--- BEGIN GIVEN TEXT ---

Myths about tape block sizes

Fri Dec 14 15:39:29 AEST 1990

In v9n397, wsrcc!wolfgang at uunet.uu.net (Wolfgang S. Rupprecht) writes:
>SCSI itself has a similar limit.  Thats why one can't get more than 126
>blocks of 512 bytes in one tape read or write.

Ideas like this have tended to propagate into the lore about parameters
you should specify to user-level tape commands.  For example,

	setenv TAPE /dev/nrst8
	tar cvbfle 126 $TAPE tree

has often been considered the way to "efficiently" create a QIC-24 tape
archive.  However, regardless of whether such a limitation exists at the
hardware level, current SunOS releases (I use 4.0.1 on a 3/50) do a good
job of hiding this from the user.  For a long time I, too, didn't
understand this, and I often waited hours as my 1/4" cartridge drive sawed
back and forth.  Recently, though, I have run experiments which prove that
much larger user block sizes work just fine, and FAR FASTER.  For example,

	dd if=diskfile of=$TAPE bs=1000b

can be used to transfer the given diskfile (if its size is a multiple of
512 bytes).  This block size is a big improvement over "bs=126b".  Reading
the tape back afterwards with

	dd if=$TAPE bs=1000b | cmp - diskfile

proves that the data was written correctly.  (I don't know how much of a
performance difference it makes, but note that I often access files from a
remote-mounted filesystem [Wren, 3/60] in such transfers.)

--- END GIVEN TEXT ---

TASK INSTRUCTIONS:
**a)** Transcribe the part of the tape block size post that opens with the words containing "In v9n397, wsrcc!wolfgang" and closes with "read or write.".
**b)** In the tape block size post, condense the paragraph beginning "has often been considered the way" into a short bulleted list that keeps its main facts.
**c)** Answer these questions from the tape block size post:
(i) Which SunOS release and machine does the writer use?
(ii) What condition must the disk file meet to be transferred with the dd command using bs=1000b?
(iii) What command does the writer use to read the tape back and confirm the data was written correctly?
The listing that comes next has no connection to the tape block size post.

--- BEGIN RAW RECORDS ---

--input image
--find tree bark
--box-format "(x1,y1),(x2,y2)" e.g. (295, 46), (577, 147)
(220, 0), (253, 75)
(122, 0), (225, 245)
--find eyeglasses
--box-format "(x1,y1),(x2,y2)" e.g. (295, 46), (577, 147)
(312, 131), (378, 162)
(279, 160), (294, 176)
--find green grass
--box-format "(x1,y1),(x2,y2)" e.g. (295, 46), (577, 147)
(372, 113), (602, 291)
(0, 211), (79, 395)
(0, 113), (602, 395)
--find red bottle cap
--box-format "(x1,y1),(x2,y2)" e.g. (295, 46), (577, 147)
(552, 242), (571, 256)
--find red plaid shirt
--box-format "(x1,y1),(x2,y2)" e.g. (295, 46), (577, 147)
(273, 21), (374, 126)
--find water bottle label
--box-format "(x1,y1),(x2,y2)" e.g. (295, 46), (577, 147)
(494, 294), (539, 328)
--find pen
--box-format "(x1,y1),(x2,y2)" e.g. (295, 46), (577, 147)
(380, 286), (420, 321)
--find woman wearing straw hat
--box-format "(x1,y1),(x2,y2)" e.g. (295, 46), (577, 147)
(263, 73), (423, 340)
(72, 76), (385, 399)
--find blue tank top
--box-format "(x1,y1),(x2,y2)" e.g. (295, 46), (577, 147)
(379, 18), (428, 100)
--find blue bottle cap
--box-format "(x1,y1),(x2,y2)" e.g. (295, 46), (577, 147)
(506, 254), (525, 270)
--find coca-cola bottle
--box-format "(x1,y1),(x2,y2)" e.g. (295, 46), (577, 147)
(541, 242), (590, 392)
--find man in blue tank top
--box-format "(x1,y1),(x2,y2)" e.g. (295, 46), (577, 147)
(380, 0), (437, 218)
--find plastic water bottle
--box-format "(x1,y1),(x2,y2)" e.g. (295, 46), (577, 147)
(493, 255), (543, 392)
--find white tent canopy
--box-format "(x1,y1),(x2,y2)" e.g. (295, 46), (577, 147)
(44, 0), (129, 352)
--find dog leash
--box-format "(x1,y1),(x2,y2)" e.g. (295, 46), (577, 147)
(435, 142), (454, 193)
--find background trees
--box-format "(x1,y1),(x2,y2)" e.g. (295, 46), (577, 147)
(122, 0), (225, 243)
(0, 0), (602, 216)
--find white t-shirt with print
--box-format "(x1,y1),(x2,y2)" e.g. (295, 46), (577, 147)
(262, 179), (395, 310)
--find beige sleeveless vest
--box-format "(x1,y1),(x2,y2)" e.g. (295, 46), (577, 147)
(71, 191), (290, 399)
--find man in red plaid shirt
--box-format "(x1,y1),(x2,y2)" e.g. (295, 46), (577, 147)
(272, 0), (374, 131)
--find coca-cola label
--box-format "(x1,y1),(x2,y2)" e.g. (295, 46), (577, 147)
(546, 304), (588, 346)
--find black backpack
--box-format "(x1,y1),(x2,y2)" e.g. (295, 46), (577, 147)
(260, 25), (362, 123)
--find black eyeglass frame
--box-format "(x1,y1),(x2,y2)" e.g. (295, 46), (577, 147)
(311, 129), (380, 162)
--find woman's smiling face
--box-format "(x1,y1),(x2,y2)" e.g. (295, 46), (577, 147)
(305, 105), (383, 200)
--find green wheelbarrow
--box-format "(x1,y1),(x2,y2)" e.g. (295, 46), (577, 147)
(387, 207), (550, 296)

--- END RAW RECORDS ---

PROBLEM SOLUTIONS:
**a)**
In v9n397, wsrcc!wolfgang at uunet.uu.net (Wolfgang S. Rupprecht) writes:
>SCSI itself has a similar limit.  Thats why one can't get more than 126
>blocks of 512 bytes in one tape read or write.

**b)**
- The tar command with a block size of 126 has often been considered the efficient way to create a QIC-24 tape archive.
- Whether or not such a limit exists at the hardware level, current SunOS releases hide it from the user. The writer uses 4.0.1 on a 3/50.
- For a long time the writer didn't understand this and often waited hours while a 1/4" cartridge drive sawed back and forth.
- Recent experiments by the writer prove that much larger user block sizes work fine and are far faster.

**c)**
(i) SunOS 4.0.1 on a 3/50.
(ii) Its size must be a multiple of 512 bytes.
(iii) dd if=$TAPE bs=1000b | cmp - diskfile